Type out all of the material below word for word, omitting the pictures.

--- Start of Records provided ---

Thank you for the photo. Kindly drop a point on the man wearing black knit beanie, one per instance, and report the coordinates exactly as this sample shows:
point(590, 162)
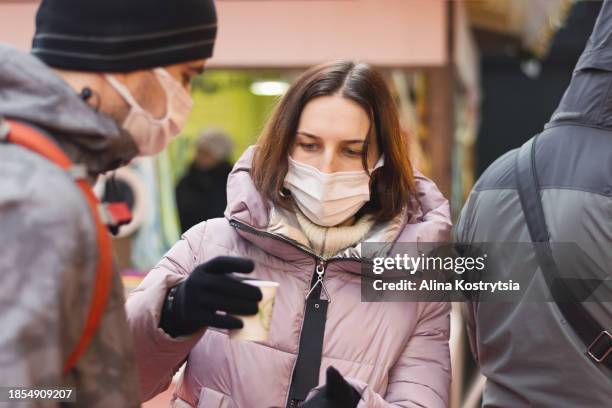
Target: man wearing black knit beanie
point(105, 81)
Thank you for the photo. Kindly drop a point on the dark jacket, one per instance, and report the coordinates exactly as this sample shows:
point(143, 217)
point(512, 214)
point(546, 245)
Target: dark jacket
point(530, 356)
point(48, 245)
point(200, 195)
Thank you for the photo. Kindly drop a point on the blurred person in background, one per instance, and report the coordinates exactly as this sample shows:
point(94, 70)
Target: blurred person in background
point(556, 189)
point(330, 171)
point(200, 194)
point(105, 82)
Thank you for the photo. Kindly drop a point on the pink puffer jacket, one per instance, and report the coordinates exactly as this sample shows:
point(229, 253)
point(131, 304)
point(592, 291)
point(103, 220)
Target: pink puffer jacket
point(395, 354)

--- End of Records provided ---

- **Completed task**:
Thank you for the photo. Kindly drop a point on the man wearing black knit beanie, one per instance, and report the coordinates exactly as this sample shows:
point(590, 162)
Target: man wearing black knit beanie
point(105, 81)
Thank you for the photo. Kindly drop a point on the dark jacket, one per instance, and report the coordinates exactly as this sample shows:
point(143, 217)
point(512, 214)
point(546, 245)
Target: dark jacket
point(530, 356)
point(48, 245)
point(200, 195)
Thank you for the photo. Kindly drop a point on the blurred person in background, one per instance, and report the coordinates exactly as this sample shows:
point(94, 70)
Target: blurred person in background
point(556, 189)
point(330, 171)
point(200, 194)
point(105, 82)
Thank you for the photo. Kindly drop a point on the pink puffer jacket, one per instance, and report the coordinates exactly as this sample shows:
point(229, 253)
point(131, 304)
point(592, 291)
point(103, 220)
Target: pink puffer jacket
point(395, 354)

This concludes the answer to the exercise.